▸ TEXT SECTION
──────────────────────────────

Right now the Washington economic stimulus team is putting on their Scuba gear and diving down to the engine room to try to invent a way to get a diesel engine to run on seawater. They spoke of change, but in reality they are terrified of change and want to cling with all their might to the status quo. But this game will soon be over, and they don’t have any idea what to do next.

So, what is there for them to do? Forget “growth,” forget “jobs,” forget “financial stability.” What should their realistic new objectives be? Well, here they are: food, shelter, transportation, and security. Their task is to find a way to provide all of these necessities on an emergency basis, in absence of a functioning economy, with commerce at a standstill, with little or no access to imports, and to make them available to a population that is largely penniless. If successful, society will remain largely intact, and will be able to begin a slow and painful process of cultural transition, and eventually develop a new economy, a gradually de-industrializing economy, at a much lower level of resource expenditure, characterized by a quite a lot of austerity and even poverty, but in conditions that are safe, decent, and dignified.

Food. Shelter. Transportation. Security. ... in a collapse many economic negatives become positives, and vice versa. Let us consider each one of these in turn.

The Soviet agricultural sector was plagued by consistent under performance.... Collectivization undermined the ancient village-based agricultural traditions.... Although it was generally possible to survive on the foods available at the government stores, the resulting diet would have been rather poor, and so people tried to supplement it with food they gathered, raised, or caught, or purchased at farmers’ markets. Kitchen gardens were always common, and, once the economy collapsed, a lot of families took to growing food in earnest. The kitchen gardens, by themselves, were never sufficient, but they made a huge difference... it is important to remember that in Russia most people lived within walking distance of food shops, and used public transportation to get out to their kitchen gardens, which were often located in the countryside immediately surrounding the relatively dense, compact cities. This combination of factors made for some lean times, but very little malnutrition and no starvation.

In the United States, the agricultural system is heavily industrialized, and relies on inputs such as diesel, chemical fertilizers and pesticides, and, perhaps most importantly, financing... The food pipeline is long and thin, and it takes only a couple of days of interruptions for supermarket shelves to be stripped bare. Many people live in places that are not within walking distance of stores, not served by public transportation, and will be cut off from food sources once they are no longer able to drive.
Can we think of any ways to avoid this dismal scenario? ... The trick is to make small patches of farmland available for non-mechanical cultivation by individuals and families, in increments as small as 1000 square feet. The ideal spots would be fertile bits of land with access to rivers and streams for irrigation. Provisions would have to be made for campsites and for transportation, allowing people to undertake seasonal migrations out to the land to grow food during the growing season, and haul the produce back to the population centers after taking in the harvest.

──────────────────────────────

▸ SUPPLIED RECORDS
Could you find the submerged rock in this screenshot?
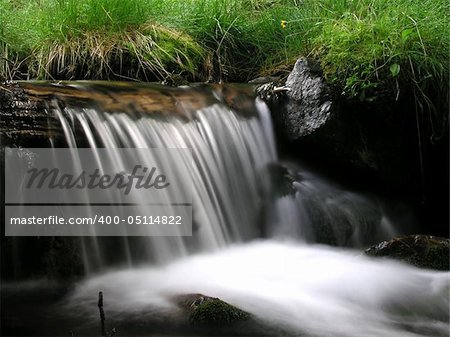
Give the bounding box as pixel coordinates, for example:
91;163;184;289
175;294;251;326
365;235;450;270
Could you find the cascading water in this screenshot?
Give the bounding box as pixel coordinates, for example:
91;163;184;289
1;84;450;337
44;82;276;272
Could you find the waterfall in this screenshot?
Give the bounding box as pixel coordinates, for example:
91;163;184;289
3;82;395;274
2;83;449;337
43;82;276;272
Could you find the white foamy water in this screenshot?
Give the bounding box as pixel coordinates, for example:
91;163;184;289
69;241;450;337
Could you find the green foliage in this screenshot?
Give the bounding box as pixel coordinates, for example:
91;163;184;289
189;299;250;325
0;0;450;100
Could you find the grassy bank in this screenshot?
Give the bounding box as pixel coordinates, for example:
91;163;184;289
0;0;450;99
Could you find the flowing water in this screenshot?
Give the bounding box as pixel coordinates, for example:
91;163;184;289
1;84;449;337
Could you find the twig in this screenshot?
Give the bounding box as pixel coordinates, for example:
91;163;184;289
98;291;107;337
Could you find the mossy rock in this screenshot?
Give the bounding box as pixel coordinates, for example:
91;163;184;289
174;294;251;326
365;235;450;271
189;298;250;325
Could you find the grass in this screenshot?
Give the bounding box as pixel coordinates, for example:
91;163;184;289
0;0;450;100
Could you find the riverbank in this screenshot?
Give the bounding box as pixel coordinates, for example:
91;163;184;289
0;0;449;101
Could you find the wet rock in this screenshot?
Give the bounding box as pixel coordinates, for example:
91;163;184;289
365;235;450;271
281;58;333;140
175;294;251;326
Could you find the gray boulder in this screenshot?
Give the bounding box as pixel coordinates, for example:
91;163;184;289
282;58;333;140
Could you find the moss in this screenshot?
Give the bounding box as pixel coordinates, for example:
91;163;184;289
365;235;450;271
189;298;250;325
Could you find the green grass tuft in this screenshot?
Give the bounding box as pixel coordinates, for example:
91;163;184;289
0;0;450;100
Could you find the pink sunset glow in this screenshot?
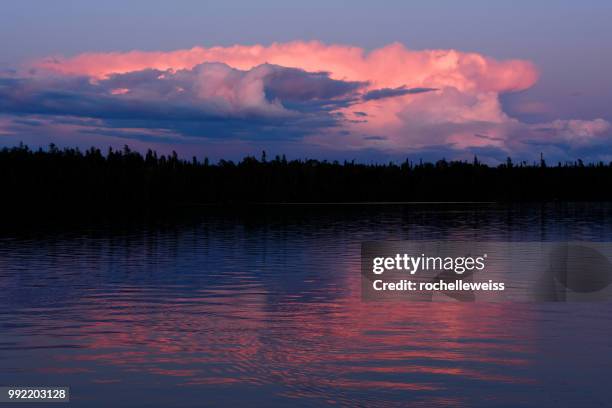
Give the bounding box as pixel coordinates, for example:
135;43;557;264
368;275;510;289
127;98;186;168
0;41;610;158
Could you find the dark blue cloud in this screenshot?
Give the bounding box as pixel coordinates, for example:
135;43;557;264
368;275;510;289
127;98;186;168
363;85;438;101
0;63;366;139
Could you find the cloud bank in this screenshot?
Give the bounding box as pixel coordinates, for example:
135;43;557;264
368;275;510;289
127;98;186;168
0;42;612;160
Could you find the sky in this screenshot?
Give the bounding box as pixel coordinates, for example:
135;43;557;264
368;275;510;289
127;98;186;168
0;0;612;162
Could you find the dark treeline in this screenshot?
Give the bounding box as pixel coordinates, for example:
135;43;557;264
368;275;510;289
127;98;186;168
0;145;612;211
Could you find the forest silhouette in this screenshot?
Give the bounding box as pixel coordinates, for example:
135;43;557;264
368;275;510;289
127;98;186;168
0;144;612;213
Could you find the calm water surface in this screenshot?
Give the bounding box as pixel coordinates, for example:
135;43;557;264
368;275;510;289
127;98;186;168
0;204;612;407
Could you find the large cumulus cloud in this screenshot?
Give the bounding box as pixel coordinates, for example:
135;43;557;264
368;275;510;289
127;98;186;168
0;42;610;163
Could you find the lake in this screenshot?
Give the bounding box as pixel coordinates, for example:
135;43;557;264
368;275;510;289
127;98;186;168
0;204;612;407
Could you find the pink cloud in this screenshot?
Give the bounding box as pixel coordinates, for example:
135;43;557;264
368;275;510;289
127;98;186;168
33;41;538;92
11;41;610;161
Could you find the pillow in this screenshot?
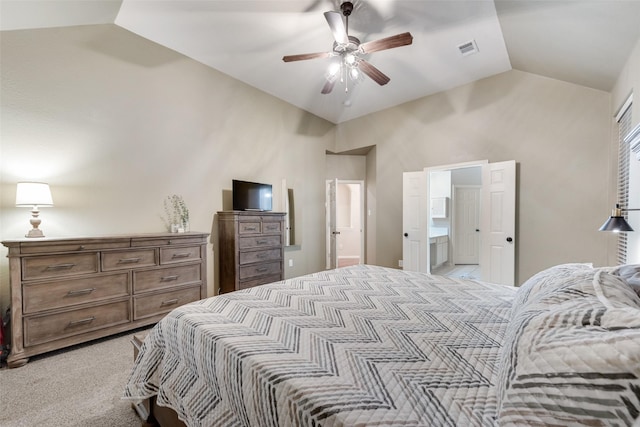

──────────────────────────────

▸ REQUIRED TASKS
[1] Name each input that the essay on economic collapse says the industrialized U.S. agricultural system relies on.
[2] Extend the essay on economic collapse onward from its final sentence.

▸ RESULTS IN ORDER
[1] Diesel, chemical fertilizers, pesticides, and financing.

[2]
An even simpler approach has been successfully used in Cuba: converting urban parking lots and other empty bits of land to raised-bed agriculture. Instead of continually trucking in vegetables and other food, it is much easier to truck in soil, compost, and mulch just once a season. Raised highways can be closed to traffic (since there is unlikely to be much traffic in any case) and used to catch rainwater for irrigation. Rooftops and balconies can be used for hothouses, henhouses, and a variety of other agricultural uses.
Moving on to shelter. In the Soviet Union, people did not own their place of residence. Everyone was assigned a place to live, which was recorded in a person’s internal passport. People could not be dislodged from their place of residence for as long as they drew oxygen... The apartment buildings were always built near public transportation, so they did not have to rely on private cars to get around. Apartment buildings are relatively cheap to heat, and municipal services easy to provide and maintain because of the short runs of pipe and cable. ... After the economy collapsed, people lost their savings, their jobs, but there were no foreclosures, no evictions, municipal services such as heat, water, and sometimes even hot water continued to be provided, and everyone had their families close by. Also, because it was so difficult to relocate, people generally stayed in one place for generations, and so they tended to know all the people around them.
In the US, most suburban houses are expensive to heat and cool, inaccessible by public transportation, expensive to hook up to public utilities because of the long runs of pipe and cable, and require a great deal of additional public expenditure on road, bridge and highway maintenance, school buses, traffic enforcement, and other nonsense. They often take up what was once valuable agricultural land. They promote a car-centric culture that is destructive of urban environments, causing a proliferation of dead downtowns. Many families that live in suburban houses can no longer afford to live in them, and expect others to bail them out. As this living arrangement becomes unaffordable for all concerned, it will also become unlivable... The inevitable result will be a mass migration of suburban refugees toward the more survivable, more densely settled towns and cities. The luckier ones will find friends or family to stay with.
One obvious answer is to re-purpose the ever-plentiful vacant office buildings for residential use. Converting offices to dormitories is quite straightforward. Many of them already have kitchens and bathrooms, plenty of partitions and other furniture, and all they are really missing is beds. Putting in beds is just not that difficult. The new, subsistence economy is unlikely to generate the large surpluses that are necessary for sustaining the current large population of office plankton. The businesses that once occupied these offices are not coming back, so we might as well find new and better uses for them.
College campuses make perfect community centers: there are dormitories for newcomers, fraternities and sororities for the more settled residents, and plenty of grand public buildings that can be put to a variety of uses. A college campus normally contains the usual wasteland of mowed turf that can be repurposed to grow food, or, at the very least, hay, and to graze cattle.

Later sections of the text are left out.